==== Supplied information
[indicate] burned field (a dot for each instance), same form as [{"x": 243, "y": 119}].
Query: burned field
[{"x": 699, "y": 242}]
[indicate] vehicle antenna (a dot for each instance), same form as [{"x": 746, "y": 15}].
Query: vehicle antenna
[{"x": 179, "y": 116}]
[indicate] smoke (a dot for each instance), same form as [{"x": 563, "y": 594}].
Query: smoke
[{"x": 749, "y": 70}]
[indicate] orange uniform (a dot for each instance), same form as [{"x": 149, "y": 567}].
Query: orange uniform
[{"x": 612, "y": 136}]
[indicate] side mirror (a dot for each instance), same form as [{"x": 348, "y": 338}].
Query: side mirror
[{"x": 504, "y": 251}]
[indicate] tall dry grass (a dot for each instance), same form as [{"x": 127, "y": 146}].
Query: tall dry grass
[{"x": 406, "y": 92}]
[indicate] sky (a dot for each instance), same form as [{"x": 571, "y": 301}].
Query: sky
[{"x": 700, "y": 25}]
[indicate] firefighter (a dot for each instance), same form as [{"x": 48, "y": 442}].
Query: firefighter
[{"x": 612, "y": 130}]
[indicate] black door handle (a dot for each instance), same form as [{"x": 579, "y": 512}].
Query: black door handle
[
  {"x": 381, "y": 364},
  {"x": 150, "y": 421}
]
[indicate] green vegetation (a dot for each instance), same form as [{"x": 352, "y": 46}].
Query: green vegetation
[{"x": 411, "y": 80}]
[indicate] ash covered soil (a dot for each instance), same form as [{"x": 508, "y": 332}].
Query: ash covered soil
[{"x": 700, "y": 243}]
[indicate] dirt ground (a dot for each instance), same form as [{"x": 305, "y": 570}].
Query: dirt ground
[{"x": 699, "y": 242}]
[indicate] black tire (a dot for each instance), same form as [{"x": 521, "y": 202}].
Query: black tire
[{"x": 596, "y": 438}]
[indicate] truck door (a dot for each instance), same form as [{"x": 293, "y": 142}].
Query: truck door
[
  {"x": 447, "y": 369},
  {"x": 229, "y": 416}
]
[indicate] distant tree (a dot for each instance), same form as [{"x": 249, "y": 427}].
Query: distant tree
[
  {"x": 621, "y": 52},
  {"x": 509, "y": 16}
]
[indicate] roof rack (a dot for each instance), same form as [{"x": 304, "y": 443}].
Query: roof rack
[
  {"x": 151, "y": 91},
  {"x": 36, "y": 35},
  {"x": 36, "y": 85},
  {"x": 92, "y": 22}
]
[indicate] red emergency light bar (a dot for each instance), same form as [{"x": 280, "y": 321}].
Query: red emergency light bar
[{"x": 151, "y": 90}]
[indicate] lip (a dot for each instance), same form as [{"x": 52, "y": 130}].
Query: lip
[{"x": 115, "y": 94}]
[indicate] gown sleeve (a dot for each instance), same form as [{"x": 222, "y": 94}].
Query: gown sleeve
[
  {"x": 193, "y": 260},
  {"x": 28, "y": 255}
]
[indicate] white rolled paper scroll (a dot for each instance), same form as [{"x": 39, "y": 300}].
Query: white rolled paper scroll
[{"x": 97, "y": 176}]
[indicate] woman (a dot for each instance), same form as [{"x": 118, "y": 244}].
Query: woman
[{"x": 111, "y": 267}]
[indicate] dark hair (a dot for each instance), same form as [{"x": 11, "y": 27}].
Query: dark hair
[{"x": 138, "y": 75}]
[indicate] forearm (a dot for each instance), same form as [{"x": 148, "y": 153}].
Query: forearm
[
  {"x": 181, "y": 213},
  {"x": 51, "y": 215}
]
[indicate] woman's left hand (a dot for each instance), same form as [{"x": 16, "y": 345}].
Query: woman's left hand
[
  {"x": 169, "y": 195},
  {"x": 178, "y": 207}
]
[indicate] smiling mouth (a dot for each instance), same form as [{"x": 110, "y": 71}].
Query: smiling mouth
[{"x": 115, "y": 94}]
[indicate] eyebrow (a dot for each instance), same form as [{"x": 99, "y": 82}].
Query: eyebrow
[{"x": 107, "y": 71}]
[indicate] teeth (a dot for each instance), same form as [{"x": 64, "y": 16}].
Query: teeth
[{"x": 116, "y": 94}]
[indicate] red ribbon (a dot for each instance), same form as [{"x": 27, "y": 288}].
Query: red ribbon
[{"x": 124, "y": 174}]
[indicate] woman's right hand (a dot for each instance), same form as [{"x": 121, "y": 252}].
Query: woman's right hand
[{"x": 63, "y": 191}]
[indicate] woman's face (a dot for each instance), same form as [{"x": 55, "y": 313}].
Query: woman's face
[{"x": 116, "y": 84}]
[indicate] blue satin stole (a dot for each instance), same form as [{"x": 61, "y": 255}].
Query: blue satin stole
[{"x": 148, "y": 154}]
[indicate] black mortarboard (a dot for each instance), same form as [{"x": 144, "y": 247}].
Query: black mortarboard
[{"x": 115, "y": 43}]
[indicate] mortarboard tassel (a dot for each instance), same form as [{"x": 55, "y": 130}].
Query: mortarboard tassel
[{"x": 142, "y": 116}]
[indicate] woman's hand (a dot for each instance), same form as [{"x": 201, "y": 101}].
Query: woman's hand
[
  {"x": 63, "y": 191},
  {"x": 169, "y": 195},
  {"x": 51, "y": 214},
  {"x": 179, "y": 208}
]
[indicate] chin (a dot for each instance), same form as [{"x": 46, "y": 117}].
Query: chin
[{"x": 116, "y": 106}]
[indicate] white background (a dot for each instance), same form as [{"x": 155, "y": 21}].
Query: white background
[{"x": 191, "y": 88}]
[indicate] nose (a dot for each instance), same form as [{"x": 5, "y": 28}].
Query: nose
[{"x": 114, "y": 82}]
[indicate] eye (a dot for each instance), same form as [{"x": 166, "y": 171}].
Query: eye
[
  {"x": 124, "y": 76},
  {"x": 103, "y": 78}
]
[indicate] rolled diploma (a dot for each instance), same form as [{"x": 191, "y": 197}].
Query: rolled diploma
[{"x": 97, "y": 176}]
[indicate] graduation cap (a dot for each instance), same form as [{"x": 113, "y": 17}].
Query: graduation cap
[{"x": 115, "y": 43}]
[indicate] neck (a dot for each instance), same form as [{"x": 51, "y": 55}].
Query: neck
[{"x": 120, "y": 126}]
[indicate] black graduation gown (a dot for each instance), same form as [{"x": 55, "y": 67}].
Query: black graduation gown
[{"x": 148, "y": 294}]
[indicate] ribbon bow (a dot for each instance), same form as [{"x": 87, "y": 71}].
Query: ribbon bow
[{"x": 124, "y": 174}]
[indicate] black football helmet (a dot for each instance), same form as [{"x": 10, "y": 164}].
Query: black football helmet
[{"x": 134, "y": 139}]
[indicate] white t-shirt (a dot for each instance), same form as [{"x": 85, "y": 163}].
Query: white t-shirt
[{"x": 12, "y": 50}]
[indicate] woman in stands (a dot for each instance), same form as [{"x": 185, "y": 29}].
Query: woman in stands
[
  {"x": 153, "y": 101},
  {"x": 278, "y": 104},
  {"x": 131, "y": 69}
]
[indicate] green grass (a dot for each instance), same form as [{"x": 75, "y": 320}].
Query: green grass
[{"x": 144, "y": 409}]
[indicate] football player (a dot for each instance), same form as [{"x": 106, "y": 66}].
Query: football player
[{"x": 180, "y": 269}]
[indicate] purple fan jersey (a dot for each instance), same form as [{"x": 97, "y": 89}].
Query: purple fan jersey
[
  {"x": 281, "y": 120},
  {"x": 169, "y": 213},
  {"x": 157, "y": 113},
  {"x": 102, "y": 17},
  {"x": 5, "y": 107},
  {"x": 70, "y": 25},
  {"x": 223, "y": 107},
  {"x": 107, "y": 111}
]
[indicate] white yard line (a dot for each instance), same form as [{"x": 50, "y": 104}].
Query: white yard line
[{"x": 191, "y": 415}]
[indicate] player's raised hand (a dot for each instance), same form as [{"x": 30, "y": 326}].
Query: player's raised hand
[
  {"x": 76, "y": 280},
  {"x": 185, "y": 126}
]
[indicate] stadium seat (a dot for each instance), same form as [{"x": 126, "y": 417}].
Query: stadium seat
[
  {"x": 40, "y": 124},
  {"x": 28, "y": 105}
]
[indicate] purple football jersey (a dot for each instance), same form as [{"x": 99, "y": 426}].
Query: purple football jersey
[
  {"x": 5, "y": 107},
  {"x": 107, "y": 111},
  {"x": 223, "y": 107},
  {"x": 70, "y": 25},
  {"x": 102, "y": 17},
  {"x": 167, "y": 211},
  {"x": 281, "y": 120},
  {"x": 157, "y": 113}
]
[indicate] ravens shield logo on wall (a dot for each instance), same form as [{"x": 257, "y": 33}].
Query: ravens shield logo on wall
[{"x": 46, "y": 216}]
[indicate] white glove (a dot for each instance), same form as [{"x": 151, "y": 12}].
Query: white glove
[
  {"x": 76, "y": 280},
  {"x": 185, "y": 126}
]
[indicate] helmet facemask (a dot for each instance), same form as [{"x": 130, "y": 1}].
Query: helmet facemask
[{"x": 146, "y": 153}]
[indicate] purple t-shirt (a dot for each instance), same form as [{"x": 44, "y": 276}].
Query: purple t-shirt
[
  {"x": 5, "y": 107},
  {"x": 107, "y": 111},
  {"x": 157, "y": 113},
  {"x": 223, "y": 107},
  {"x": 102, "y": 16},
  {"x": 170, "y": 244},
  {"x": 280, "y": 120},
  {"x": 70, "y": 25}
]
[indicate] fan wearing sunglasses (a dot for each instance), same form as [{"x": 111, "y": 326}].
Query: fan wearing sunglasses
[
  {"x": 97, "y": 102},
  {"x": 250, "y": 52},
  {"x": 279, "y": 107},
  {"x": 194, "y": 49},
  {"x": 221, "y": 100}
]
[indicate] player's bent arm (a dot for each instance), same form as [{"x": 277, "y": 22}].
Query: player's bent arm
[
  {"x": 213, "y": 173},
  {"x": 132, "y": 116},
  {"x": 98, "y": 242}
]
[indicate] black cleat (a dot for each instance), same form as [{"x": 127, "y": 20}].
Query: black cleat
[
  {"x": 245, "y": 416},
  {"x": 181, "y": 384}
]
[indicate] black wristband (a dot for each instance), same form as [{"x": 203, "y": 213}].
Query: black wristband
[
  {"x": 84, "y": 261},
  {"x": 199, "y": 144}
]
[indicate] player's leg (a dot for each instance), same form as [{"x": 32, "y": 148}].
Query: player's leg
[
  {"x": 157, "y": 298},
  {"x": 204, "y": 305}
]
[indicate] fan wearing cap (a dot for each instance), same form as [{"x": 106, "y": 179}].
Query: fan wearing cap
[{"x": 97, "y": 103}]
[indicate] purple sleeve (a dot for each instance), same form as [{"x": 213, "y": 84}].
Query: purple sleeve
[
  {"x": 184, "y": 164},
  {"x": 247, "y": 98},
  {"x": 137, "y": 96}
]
========
» **Work required**:
Everything from the line that contains "[indicate] helmet facemask" through the end of the records must be duplicated exactly, and nothing outside that range.

» **Response to the task**:
[indicate] helmet facemask (a dot for each instance), same form as [{"x": 130, "y": 1}].
Query: helmet facemask
[{"x": 146, "y": 153}]
[indicate] purple t-shirt (a dot for each instance), same form as [{"x": 44, "y": 276}].
Query: purple t-shirt
[
  {"x": 5, "y": 107},
  {"x": 107, "y": 111},
  {"x": 157, "y": 113},
  {"x": 223, "y": 107},
  {"x": 102, "y": 16},
  {"x": 170, "y": 244},
  {"x": 280, "y": 120},
  {"x": 70, "y": 25}
]
[indicate] fan wearing sunglasses (a dot for each instance), same form as [{"x": 111, "y": 326}].
Query: fan wearing sunglasses
[
  {"x": 97, "y": 102},
  {"x": 250, "y": 52},
  {"x": 279, "y": 107},
  {"x": 194, "y": 49},
  {"x": 221, "y": 100}
]
[indicate] player's bent arm (a dot for each instance), same form as [{"x": 277, "y": 22}].
Query: player's bent arm
[
  {"x": 213, "y": 173},
  {"x": 132, "y": 116},
  {"x": 98, "y": 242}
]
[indicate] black cleat (a dot for each instance), same form as [{"x": 127, "y": 20}].
Query: black cleat
[
  {"x": 245, "y": 416},
  {"x": 181, "y": 384}
]
[indicate] black wristband (a dot for each instance), same form as [{"x": 203, "y": 213}].
Query: black wristband
[
  {"x": 84, "y": 261},
  {"x": 199, "y": 144}
]
[indicate] player's leg (a dot for each instance), same form as [{"x": 32, "y": 148}].
Query: player's leg
[
  {"x": 157, "y": 298},
  {"x": 204, "y": 305}
]
[indicate] fan wearing cap (a dot for each instance), same form as [{"x": 106, "y": 179}].
Query: fan wearing cap
[{"x": 97, "y": 103}]
[indicate] purple sleeve (a dot for each instance), same form as [{"x": 213, "y": 84}].
Query: purple sleeve
[
  {"x": 184, "y": 164},
  {"x": 247, "y": 98},
  {"x": 137, "y": 96}
]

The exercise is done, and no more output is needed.